***** SOURCE

Unicode Character Properties

Because Unicode contains so many characters, it can be dangerous to assume that a limited range holds a particular property. For example, do not assume that the only digits are U+0030 ( 0 ) through U+0039 ( 9 ). Unicode 3.1 has many digit ranges. Depending on subsequent processing of the string, characters with undetected properties can cause security problems. The best way to handle this problem is to check to the Unicode category. The .NET Framework method GetUnicodeCategory provides this information for managed code. Unfortunately, no interface to this data is included in NLS yet. The latest approved version of the Unicode character properties is always available at http://www.unicode.org/unicode/reports/tr23.

Use GetStringTypeEx for the same purpose, with caution. The GetStringTypeEx properties predate Unicode by several years, and some of the properties assigned to characters are surprising. Nevertheless, many components of Windows use these properties, and it's reasonable to use GetStringTypeEx if you will be interacting with such components.

Table 14-1 shows the GetStringTypeEx property and the corresponding Unicode properties for code points greater than U+0080. Code point properties less than U+0080 do not correspond with Unicode.

Table 14-1. Unicode Properties
GetStringTypeEx	Unicode Property
C1_ALPHA	Alphabetic or Ideographic
C1_UPPER	Upper or Title case
C1_LOWER	Lower or title case
C1_DIGIT	Decimal digit
C1_SPACE	White space
C1_PUNCT	Punctuation
C1_CNTRL	ISO control, bidirectional control, join control, format control or ignorable control
C1_XDIGIT	Hex digit
C3_NONSPACING	Nonspacing
C3_SYMBOL	Symbol
C3_KATAKANA	The character name contains the word KATAKANA
C3_HIRAGANA	The character name contains the word HIRAGANA
C3_HALFWIDTH	Half width or narrow
C3_IDEOGRAPH	Ideographic

**********

Rewrite the passage on Unicode character properties that begins with "Use GetStringTypeEx for" and ends with "correspond with Unicode.", putting "modules" in place of "components" throughout.

***** DATASET

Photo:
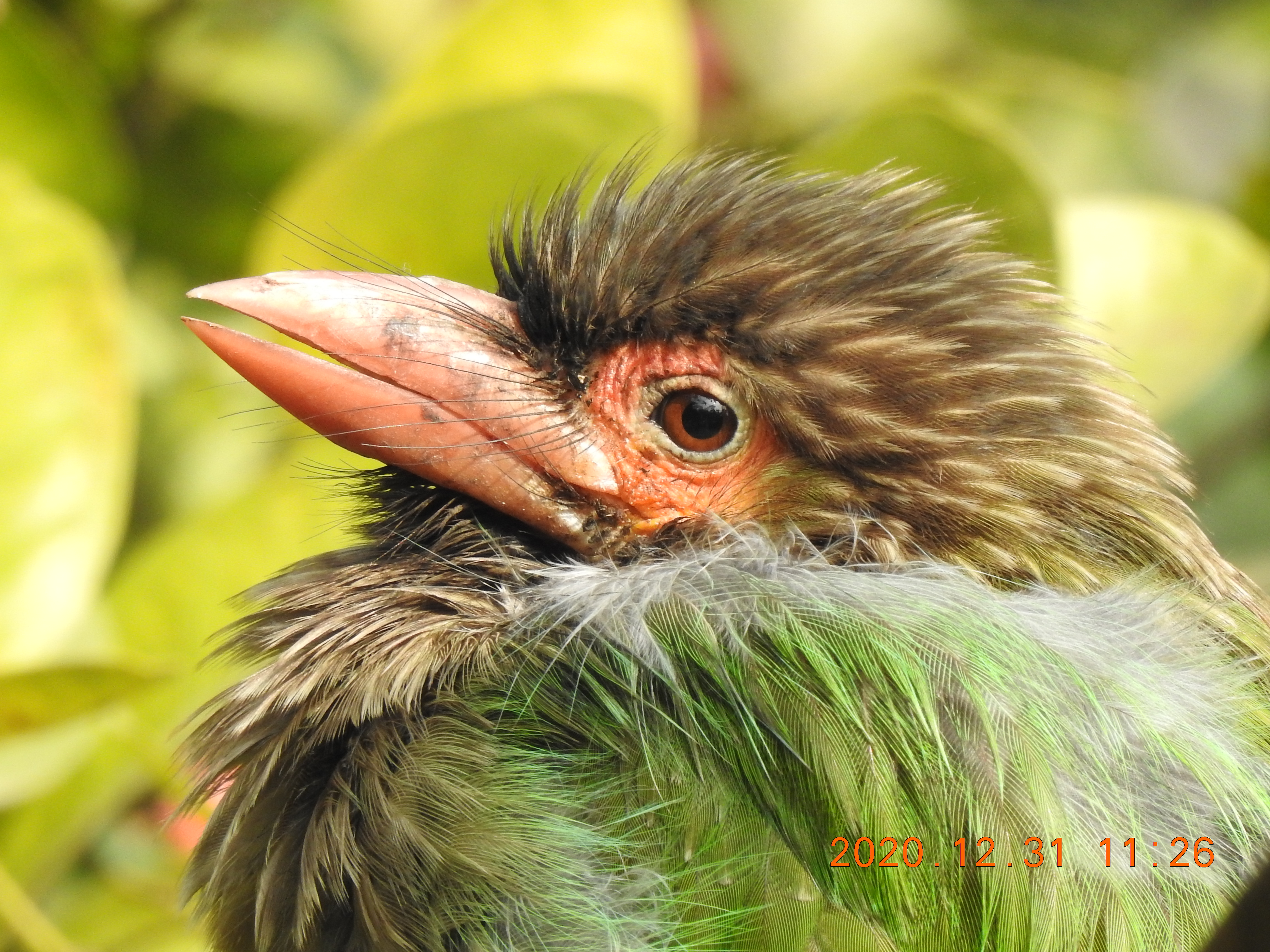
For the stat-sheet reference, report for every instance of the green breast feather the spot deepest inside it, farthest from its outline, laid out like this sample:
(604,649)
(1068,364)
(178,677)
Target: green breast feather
(665,756)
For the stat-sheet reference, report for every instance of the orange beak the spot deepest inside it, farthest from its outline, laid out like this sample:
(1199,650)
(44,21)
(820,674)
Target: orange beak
(431,390)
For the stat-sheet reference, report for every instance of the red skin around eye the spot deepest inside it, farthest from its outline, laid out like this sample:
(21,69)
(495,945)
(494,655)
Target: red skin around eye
(656,484)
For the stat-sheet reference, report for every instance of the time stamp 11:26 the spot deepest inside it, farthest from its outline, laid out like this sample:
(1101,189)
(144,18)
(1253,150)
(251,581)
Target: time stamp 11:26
(978,852)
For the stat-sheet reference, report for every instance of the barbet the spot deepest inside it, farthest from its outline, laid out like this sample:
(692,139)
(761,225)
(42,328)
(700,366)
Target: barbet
(766,567)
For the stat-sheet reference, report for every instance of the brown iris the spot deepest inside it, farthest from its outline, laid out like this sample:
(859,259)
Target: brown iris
(695,421)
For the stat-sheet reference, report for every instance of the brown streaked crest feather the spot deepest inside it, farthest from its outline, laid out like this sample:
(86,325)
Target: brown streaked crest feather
(938,390)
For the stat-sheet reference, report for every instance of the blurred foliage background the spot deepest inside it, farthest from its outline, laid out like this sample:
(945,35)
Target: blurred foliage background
(148,147)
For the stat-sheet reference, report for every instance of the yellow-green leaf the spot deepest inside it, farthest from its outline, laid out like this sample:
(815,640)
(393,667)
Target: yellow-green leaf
(515,50)
(976,160)
(177,589)
(37,699)
(69,431)
(55,120)
(523,94)
(426,199)
(1178,289)
(811,61)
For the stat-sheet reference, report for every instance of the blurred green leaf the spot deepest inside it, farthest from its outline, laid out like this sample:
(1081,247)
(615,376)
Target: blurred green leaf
(35,762)
(1109,34)
(37,699)
(102,916)
(1081,126)
(277,63)
(1207,103)
(425,201)
(520,97)
(811,61)
(520,50)
(968,155)
(178,588)
(1180,290)
(55,118)
(390,35)
(66,483)
(169,597)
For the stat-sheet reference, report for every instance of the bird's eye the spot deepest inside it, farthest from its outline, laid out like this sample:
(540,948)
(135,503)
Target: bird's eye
(695,421)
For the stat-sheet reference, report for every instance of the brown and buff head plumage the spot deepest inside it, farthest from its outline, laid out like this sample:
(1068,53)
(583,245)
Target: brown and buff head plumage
(939,402)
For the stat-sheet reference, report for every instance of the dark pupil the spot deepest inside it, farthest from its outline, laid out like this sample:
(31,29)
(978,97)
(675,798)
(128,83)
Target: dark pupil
(704,417)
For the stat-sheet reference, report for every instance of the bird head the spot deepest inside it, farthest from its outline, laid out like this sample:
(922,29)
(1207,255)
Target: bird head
(732,343)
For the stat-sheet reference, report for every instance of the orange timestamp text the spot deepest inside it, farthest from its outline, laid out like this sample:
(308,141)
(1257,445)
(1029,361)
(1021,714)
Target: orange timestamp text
(911,852)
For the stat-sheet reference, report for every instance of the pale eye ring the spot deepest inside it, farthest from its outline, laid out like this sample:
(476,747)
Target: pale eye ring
(696,418)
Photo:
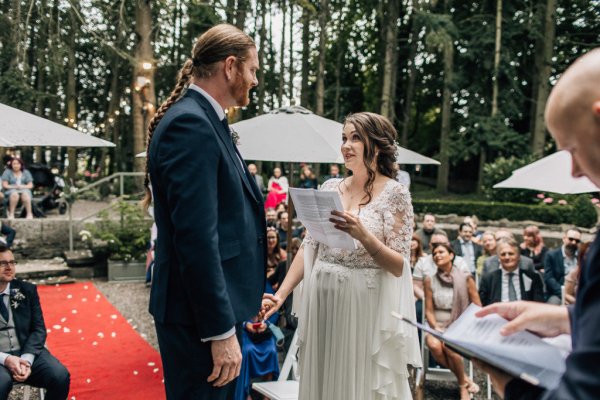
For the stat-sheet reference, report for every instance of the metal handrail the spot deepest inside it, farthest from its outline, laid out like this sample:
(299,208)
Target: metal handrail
(109,178)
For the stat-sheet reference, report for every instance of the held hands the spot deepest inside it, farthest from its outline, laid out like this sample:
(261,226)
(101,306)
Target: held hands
(349,223)
(544,320)
(227,360)
(270,304)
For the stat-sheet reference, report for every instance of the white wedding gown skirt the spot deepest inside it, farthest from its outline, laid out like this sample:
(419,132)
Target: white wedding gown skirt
(351,347)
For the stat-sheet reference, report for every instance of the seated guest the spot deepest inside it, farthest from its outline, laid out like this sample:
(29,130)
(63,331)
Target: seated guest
(308,179)
(493,263)
(448,293)
(572,278)
(277,187)
(426,232)
(23,335)
(17,183)
(559,262)
(425,266)
(488,242)
(509,282)
(464,246)
(533,246)
(10,234)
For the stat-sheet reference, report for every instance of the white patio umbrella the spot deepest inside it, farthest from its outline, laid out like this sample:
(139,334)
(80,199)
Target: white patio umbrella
(20,128)
(549,174)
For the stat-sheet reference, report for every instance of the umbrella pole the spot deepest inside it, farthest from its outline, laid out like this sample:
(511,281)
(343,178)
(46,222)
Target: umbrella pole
(290,220)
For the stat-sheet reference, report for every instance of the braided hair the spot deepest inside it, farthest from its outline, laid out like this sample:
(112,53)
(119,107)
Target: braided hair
(212,47)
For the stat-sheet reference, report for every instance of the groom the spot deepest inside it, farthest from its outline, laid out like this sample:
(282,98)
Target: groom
(210,255)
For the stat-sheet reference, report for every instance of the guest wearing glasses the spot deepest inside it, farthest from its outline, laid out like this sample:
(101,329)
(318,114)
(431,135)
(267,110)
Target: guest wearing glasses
(559,262)
(23,357)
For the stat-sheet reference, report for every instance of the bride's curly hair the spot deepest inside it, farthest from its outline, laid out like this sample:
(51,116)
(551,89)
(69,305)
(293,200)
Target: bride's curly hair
(378,135)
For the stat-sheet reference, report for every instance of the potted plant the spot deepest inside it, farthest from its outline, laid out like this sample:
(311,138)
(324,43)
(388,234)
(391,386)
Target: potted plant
(121,236)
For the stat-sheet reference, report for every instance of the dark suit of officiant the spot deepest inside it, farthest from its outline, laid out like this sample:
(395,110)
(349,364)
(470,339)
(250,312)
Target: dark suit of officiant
(490,287)
(26,316)
(210,254)
(581,379)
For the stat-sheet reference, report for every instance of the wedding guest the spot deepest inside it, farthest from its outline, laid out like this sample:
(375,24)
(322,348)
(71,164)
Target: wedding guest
(308,179)
(278,188)
(572,278)
(533,246)
(17,183)
(257,177)
(448,293)
(509,282)
(488,243)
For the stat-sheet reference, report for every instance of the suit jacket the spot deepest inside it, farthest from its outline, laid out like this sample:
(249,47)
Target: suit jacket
(477,249)
(210,256)
(554,271)
(581,380)
(27,316)
(490,287)
(493,263)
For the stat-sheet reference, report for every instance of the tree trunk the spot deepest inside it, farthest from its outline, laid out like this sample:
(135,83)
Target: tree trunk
(388,89)
(495,90)
(281,56)
(539,133)
(320,95)
(261,56)
(72,92)
(444,168)
(143,96)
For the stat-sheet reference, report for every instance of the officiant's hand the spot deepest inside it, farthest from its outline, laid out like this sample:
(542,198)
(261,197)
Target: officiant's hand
(270,304)
(349,223)
(227,360)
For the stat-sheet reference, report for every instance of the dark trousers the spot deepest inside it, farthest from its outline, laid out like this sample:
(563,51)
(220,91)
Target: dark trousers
(187,363)
(46,372)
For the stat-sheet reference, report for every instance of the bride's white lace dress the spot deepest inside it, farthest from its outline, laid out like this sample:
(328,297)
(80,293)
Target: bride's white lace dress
(351,348)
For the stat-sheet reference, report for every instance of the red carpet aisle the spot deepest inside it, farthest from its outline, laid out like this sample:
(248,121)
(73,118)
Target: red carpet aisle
(107,358)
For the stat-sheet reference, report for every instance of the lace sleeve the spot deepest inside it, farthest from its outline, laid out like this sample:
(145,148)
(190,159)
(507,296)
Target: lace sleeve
(398,220)
(328,185)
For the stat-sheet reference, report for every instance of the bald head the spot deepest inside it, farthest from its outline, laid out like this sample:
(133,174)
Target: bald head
(573,115)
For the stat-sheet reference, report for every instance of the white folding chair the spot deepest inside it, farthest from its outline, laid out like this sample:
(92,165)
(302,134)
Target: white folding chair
(282,388)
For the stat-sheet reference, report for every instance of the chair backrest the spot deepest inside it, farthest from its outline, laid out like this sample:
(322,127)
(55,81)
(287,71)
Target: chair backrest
(290,363)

**********

### CORRECT RESPONSE
Use GetStringTypeEx for the same purpose, with caution. The GetStringTypeEx properties predate Unicode by several years, and some of the properties assigned to characters are surprising. Nevertheless, many modules of Windows use these properties, and it's reasonable to use GetStringTypeEx if you will be interacting with such modules.

Table 14-1 shows the GetStringTypeEx property and the corresponding Unicode properties for code points greater than U+0080. Code point properties less than U+0080 do not correspond with Unicode.